Brief >> Please copy all of the data below line for line, with no changes.

Data >>
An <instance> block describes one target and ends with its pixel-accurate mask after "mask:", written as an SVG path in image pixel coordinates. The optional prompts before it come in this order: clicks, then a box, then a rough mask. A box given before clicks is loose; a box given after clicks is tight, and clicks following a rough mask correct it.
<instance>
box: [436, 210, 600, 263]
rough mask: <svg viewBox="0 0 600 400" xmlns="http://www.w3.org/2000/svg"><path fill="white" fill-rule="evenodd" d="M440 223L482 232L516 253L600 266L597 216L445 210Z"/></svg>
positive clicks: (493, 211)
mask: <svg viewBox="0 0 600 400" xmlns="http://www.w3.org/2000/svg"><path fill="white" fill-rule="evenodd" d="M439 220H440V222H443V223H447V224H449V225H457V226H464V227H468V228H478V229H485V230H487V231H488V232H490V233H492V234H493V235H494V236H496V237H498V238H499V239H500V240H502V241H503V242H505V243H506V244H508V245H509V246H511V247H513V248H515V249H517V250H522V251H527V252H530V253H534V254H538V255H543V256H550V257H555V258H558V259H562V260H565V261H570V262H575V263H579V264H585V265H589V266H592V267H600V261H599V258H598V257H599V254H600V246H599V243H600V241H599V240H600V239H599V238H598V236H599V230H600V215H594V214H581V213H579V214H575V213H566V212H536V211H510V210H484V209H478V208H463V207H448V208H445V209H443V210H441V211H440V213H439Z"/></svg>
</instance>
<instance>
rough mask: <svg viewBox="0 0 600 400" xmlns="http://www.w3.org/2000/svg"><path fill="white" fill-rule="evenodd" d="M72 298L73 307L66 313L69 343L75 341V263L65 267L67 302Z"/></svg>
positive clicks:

Response box >>
An <instance> block describes one target and ends with its pixel-accurate mask after "mask:", written as an SVG path in image pixel coordinates. The optional prompts before it come in this order: clicks, then a box, then a rough mask. A box given before clicks is loose; a box given after clicks is tight, and clicks following a rough mask correct it.
<instance>
box: [436, 210, 600, 263]
rough mask: <svg viewBox="0 0 600 400" xmlns="http://www.w3.org/2000/svg"><path fill="white" fill-rule="evenodd" d="M440 223L482 232L516 253L600 266L597 216L445 210Z"/></svg>
positive clicks: (493, 211)
mask: <svg viewBox="0 0 600 400" xmlns="http://www.w3.org/2000/svg"><path fill="white" fill-rule="evenodd" d="M439 220H440V222H443V223H447V224H449V225H457V226H464V227H468V228H478V229H485V230H487V231H488V232H490V233H492V234H493V235H494V236H496V237H498V238H499V239H500V240H502V241H503V242H505V243H506V244H508V245H509V246H511V247H513V248H515V249H517V250H522V251H527V252H530V253H534V254H538V255H543V256H550V257H555V258H558V259H562V260H565V261H570V262H575V263H579V264H585V265H589V266H592V267H600V261H599V258H598V257H599V254H600V246H599V243H600V241H599V240H600V239H599V238H598V236H599V230H600V215H594V214H581V213H579V214H575V213H566V212H536V211H510V210H484V209H478V208H463V207H448V208H445V209H443V210H441V211H440V213H439Z"/></svg>
</instance>
<instance>
rough mask: <svg viewBox="0 0 600 400" xmlns="http://www.w3.org/2000/svg"><path fill="white" fill-rule="evenodd" d="M72 298L73 307L66 313L69 343L75 341V263L65 267L67 302Z"/></svg>
positive clicks:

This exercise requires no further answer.